Repeat word for word the entries below, starting at the line that contains "form: point(168, 179)." and ending after the line that contains "point(316, 160)".

====== DATA FOR THIS EXERCISE ======

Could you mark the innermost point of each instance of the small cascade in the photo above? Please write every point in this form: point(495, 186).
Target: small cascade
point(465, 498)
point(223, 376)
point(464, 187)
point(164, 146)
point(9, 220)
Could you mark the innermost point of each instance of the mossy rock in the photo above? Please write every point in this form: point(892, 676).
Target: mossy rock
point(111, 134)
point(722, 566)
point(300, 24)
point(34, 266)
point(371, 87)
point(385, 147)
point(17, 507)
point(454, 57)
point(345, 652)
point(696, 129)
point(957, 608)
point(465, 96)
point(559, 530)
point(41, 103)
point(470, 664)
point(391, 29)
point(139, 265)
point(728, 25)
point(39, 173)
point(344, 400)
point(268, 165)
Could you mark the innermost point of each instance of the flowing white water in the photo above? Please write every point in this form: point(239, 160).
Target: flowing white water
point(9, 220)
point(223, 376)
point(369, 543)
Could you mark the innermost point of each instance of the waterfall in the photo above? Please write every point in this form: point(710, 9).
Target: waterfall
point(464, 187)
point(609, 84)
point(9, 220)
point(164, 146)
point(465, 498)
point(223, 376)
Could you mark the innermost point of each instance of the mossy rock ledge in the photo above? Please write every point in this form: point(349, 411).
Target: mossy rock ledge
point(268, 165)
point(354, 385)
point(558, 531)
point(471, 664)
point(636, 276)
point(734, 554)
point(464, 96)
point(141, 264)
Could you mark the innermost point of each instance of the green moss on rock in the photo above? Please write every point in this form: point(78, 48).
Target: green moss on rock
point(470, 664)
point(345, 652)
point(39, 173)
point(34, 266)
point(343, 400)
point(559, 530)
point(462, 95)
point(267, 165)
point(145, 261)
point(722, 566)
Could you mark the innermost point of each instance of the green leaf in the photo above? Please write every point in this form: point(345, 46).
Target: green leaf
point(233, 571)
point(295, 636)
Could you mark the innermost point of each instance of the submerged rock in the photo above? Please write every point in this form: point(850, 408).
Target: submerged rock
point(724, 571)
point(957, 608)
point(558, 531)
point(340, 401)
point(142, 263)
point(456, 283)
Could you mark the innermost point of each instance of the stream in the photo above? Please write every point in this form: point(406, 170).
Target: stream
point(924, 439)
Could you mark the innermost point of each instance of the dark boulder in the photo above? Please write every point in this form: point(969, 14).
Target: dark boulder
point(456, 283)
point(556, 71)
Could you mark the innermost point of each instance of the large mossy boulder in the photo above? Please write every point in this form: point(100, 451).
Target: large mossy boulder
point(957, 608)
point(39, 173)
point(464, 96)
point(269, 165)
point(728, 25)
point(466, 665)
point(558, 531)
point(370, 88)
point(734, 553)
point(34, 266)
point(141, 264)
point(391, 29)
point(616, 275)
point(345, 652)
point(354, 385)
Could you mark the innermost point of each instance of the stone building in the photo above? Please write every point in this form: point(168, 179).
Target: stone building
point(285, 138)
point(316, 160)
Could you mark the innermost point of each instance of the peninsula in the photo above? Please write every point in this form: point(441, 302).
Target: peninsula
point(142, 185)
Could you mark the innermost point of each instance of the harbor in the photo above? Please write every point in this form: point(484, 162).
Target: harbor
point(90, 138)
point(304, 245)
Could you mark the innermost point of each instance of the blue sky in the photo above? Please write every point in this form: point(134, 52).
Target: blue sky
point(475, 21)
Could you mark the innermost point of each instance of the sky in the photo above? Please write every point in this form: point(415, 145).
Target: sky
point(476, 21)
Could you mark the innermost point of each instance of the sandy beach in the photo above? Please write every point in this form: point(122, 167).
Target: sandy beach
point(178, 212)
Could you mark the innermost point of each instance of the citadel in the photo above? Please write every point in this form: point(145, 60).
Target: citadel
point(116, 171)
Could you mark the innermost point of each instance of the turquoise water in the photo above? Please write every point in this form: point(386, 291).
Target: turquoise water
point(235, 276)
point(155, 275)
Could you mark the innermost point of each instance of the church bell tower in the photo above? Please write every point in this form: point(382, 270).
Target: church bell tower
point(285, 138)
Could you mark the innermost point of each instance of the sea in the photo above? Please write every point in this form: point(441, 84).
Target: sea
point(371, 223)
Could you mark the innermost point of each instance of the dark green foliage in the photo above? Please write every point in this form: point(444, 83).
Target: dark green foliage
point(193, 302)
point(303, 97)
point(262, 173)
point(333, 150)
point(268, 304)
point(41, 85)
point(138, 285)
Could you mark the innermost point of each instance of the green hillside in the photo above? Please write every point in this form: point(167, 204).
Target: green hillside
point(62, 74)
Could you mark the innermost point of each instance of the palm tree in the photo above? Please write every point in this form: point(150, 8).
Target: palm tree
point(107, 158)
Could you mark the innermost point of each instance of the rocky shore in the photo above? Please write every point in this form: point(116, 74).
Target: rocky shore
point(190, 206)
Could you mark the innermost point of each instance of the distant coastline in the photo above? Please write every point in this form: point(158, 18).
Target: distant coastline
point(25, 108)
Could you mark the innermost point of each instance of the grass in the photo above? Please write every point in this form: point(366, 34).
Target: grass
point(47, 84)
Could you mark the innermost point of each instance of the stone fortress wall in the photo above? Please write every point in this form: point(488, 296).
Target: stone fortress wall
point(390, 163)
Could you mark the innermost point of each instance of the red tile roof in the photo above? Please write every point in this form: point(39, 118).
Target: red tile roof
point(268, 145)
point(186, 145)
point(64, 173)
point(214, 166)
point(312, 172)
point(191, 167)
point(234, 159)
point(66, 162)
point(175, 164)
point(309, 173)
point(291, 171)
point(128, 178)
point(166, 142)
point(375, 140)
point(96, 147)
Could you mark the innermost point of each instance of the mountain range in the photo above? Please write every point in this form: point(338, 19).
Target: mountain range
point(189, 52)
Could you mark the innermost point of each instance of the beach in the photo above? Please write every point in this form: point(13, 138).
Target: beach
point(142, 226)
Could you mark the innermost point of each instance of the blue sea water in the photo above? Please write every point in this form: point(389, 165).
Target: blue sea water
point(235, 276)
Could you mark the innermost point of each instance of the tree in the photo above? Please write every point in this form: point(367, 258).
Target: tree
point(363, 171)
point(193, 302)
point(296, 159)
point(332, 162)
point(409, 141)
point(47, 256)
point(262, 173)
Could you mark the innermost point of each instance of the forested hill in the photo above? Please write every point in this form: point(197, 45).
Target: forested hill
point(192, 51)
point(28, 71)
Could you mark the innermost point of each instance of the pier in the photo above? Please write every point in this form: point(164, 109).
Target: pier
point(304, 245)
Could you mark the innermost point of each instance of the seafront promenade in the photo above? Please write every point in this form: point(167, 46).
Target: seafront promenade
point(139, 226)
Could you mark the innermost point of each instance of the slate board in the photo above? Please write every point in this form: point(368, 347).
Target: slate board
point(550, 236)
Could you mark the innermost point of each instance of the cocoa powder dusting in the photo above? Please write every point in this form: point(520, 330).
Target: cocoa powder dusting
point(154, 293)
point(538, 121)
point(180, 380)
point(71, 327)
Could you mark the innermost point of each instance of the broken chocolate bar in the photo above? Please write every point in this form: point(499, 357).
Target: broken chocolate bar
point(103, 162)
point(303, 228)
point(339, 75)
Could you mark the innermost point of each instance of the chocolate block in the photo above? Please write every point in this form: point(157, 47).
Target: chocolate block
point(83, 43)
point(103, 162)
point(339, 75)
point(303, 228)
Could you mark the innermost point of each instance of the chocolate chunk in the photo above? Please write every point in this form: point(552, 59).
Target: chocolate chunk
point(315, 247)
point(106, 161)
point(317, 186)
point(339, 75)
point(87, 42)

======

ANSWER IN FULL >>
Could you mark the innermost point of each instance of the stone building in the photo above? Please write every point in this form: point(168, 179).
Target: stone building
point(285, 138)
point(316, 160)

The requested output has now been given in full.